* start Data to process *
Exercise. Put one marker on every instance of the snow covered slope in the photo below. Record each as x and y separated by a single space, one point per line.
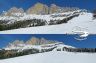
54 57
82 22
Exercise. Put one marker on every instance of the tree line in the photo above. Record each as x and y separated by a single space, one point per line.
31 23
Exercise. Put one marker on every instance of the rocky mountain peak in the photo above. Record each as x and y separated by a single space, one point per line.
38 8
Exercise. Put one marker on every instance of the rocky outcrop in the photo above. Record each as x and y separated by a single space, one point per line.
38 9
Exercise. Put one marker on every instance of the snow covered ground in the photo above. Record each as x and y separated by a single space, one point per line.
82 22
54 57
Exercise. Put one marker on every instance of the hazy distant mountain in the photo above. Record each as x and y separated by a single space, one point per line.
39 8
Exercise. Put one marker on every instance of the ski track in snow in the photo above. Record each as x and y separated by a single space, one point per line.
53 57
82 21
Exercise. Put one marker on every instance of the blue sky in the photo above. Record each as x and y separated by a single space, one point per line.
67 39
86 4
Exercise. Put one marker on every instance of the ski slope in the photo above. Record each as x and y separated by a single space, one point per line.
82 22
54 57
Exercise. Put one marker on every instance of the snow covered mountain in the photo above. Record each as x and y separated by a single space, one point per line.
33 42
54 57
83 22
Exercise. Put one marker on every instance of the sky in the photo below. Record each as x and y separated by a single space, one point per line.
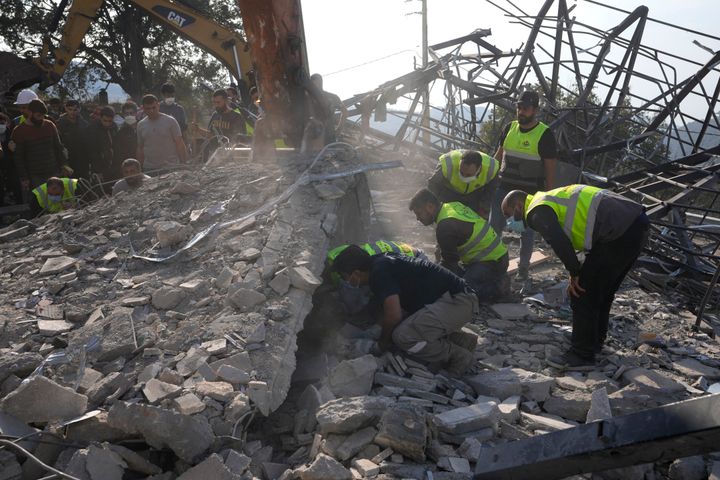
* end Data to process *
Set problem - Present every line of the items above as a numbered list, skipping any blank lines. Omit the pictures from the list.

Solution for this problem -
1. Exercise. Put one marker on every instance of the snow covered slope in the photo below. Record each as x and y separated by a single space, one point per line.
2. 54 57
3. 82 22
4. Exercise. Put one marker on every instance of the tree line in the photo above. Record each as x and y separated by a single space, one point per line.
5. 31 23
6. Exercise. Put one marker on every instance of the rocky mountain peak in the photo above. Record each as x and y separated by a single space, one point per line.
7. 38 8
8. Exercise. Put one marker on every instance of the rocky outcrop in the photo above. Record each as x and y separated by a single space, one point per line.
9. 38 9
10. Exercise. Put one marker on every instance of the snow covered ground in the photo above. Record each as x and y separated by a single space, one point per line.
11. 82 22
12. 54 57
13. Exercise. Put one marker on every instance of the hazy distant mountain in the photo above. Record each as x and y separated by a single space, one point per line.
14. 39 8
15. Exercise. Put one marker on every instance of the ski track in snow in the photo above. Record each as x and y separated by a single space, one point per line.
16. 53 57
17. 82 21
18. Exercise. Put one marker on every instance of the blue sky in the photo above. Record each as x and y separated by a single space, one point per line.
19. 67 39
20. 86 4
21. Exercise. Put one marker on every instance of the ski slope in the photo above. Record each as x and y separated by a single space, one point per line.
22. 82 22
23. 54 57
24. Exercise. Put one marker on every instance of the snow covered mountain in the photo above. Record each as x and y separated by a single space, one point per line.
25. 33 42
26. 54 57
27. 83 22
28. Exercise. Put one marker on every instance of the sky in the photo below. Record each as x and y separated by a single space, one point per line.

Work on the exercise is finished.